▸ AIM 1: Name every person who appears in the post on high eccentricity orbits.
▸ AIM 2: Write the next few sentences of the post on high eccentricity orbits, following on from its final sentence.

High Eccentricity Orbits

From: Stephen E Bolton (sbolton@nbnet.nb.ca)
Date: Fri Jun 09 2006 - 17:26:23 EDT

  • Next message: Leo Barhorst: "LB obs 2006 Jun 09"

    Chris said:
    (79 x 1,550 km)
    it seems like it might be a mistake?
    
    Not a mistake. Highly eccentric orbit satellites, especially the Molniyas,
    often end their lives with many days or even weeks in the 70-80 km perigee
    regime. Lunisolar perturbations dip the perigee down to 70-80 km, while the
    apogee is up at 20 to 40 thousand km. On each pass, the satellite dows oops
    does heat up a lot, and loses a lot of velocity due to friction, dropping
    the apogee by many km per pass. But the apogee's so high, and the perigee
    velocity is so fast, that the satellite survives in orbit for an extended
    time - many tens of revolutions even. It's not uncommon for bits to fall off
    and generate short lived debris, but the main satellite does remain tracked
    in orbit until the apogee drops to a few hundred km and so the perigee
    velocity isn't fast enough to survive an atmosphere pass.

Point labeling dataset excerpts:
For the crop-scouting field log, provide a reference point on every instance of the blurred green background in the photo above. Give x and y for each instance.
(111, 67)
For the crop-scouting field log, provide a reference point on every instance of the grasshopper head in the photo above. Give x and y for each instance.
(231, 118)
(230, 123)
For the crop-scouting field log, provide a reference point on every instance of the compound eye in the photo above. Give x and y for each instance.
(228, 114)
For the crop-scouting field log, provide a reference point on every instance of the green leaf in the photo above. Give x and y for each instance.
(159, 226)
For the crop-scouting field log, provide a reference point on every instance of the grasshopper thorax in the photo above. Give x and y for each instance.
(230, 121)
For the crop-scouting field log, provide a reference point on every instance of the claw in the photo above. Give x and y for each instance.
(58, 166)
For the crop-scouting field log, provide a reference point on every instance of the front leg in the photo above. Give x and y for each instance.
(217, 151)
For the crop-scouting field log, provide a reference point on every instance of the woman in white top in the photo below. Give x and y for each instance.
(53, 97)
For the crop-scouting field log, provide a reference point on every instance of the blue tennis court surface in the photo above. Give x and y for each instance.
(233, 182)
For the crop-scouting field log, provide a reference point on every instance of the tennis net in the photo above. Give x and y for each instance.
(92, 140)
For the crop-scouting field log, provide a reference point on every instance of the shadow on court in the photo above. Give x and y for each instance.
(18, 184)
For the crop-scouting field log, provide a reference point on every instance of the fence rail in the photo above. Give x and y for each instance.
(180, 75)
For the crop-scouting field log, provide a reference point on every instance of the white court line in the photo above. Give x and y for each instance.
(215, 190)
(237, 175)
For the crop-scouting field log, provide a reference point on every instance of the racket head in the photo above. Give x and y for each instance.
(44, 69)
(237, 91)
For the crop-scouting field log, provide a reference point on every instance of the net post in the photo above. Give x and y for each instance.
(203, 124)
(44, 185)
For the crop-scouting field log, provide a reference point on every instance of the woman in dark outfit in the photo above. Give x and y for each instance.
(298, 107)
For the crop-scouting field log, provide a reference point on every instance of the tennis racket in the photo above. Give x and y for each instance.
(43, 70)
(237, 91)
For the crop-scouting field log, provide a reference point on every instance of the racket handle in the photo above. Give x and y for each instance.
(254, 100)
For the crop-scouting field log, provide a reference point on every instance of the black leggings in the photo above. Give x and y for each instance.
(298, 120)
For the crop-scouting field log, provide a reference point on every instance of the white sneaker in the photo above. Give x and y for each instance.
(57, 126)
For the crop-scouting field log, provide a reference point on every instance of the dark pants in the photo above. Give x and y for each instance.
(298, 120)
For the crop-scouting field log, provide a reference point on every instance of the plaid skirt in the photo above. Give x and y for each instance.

▸ OUTPUT 1: Stephen E Bolton, Leo Barhorst, Chris

▸ OUTPUT 2:
    
    Just unintentional aerobraking - kind of like the Mars Recon Orbit is doing
    intentionally at Mars right now.
     Jonathan
    
    In reply:
    I had the good luck to observe a 100 km altitude pass of the Raguda-33 R/B
    in August of 1996 from my home in New Brunswick, Canada. Impressive to say
    the least - about a 4 degree tail of burning gas behind and VERY fast.
    In 2004 (?) I was at a conference in Toronto (the year may be wrong) and
    called Ted Molczan about dropping over for a visit. The Raduga-33 satellite
    was re-entering that night and visible from Toronto! But it was occurring at
    3 AM and I had a heavy day the next day so I passed.
    Had a chance to witness both the sat and the rocket body re-enter. Kick me.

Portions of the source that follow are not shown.